━━━ Trecho do texto ━━━

Toda essa população que vivia literalmente excluída de qualquer direito político constituía a única fonte produtora de bens, sob a coerção extra-econômica que a sua condição de semovente permitia. Como vemos, o escravo era o trabalhador fundamental de uma economia que exigia uma técnica muito complexa, pois não era apenas uma economia extrativa, mas uma agroindústria cuja diversificação interna do trabalho era bem acentuada.

... Do eito para a senzala ...

━━━ Dados fornecidos ━━━

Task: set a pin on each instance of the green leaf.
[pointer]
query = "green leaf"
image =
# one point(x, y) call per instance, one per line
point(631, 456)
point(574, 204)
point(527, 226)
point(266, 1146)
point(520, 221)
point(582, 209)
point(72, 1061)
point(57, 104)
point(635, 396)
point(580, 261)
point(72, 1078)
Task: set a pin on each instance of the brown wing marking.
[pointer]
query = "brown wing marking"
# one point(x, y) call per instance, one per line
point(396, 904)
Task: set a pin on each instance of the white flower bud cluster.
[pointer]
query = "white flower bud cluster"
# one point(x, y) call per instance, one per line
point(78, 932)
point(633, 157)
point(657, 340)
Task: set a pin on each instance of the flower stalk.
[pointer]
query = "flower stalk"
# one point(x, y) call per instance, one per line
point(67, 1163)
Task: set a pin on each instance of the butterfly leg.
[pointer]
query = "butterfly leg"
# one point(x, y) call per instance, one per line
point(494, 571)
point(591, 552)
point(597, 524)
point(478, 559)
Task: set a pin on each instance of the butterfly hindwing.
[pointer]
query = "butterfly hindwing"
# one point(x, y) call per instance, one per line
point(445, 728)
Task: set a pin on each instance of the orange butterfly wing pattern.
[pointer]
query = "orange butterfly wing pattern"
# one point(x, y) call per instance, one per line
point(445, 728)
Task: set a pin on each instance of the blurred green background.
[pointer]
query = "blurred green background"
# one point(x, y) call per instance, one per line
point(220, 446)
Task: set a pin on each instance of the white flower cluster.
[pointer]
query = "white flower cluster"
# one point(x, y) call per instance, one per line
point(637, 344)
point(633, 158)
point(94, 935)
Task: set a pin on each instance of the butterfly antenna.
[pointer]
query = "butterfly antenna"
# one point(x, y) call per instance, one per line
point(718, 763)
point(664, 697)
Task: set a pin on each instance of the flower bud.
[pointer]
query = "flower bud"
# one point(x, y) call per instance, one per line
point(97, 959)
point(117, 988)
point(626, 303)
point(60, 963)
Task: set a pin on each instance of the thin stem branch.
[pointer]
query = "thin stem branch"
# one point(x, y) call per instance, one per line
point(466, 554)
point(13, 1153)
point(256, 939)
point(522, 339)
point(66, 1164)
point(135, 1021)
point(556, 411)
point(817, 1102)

━━━

◆ Tarefas a realizar:
**a)** Troque "escravo" por "cativo" no trecho sobre a economia escravista, de "Toda essa população" até "a senzala ...", inclusive, e transcreva essa parte.
**b)** Segundo o trecho sobre a economia escravista, o que essa economia era, além de extrativa?
O material não tem nenhum papel nesta atividade.

◆ Respostas em ordem:
**a)**
Toda essa população que vivia literalmente excluída de qualquer direito político constituía a única fonte produtora de bens, sob a coerção extra-econômica que a sua condição de semovente permitia. Como vemos, o cativo era o trabalhador fundamental de uma economia que exigia uma técnica muito complexa, pois não era apenas uma economia extrativa, mas uma agroindústria cuja diversificação interna do trabalho era bem acentuada.

... Do eito para a senzala ...

**b)** Uma agroindústria com diversificação interna do trabalho bem acentuada.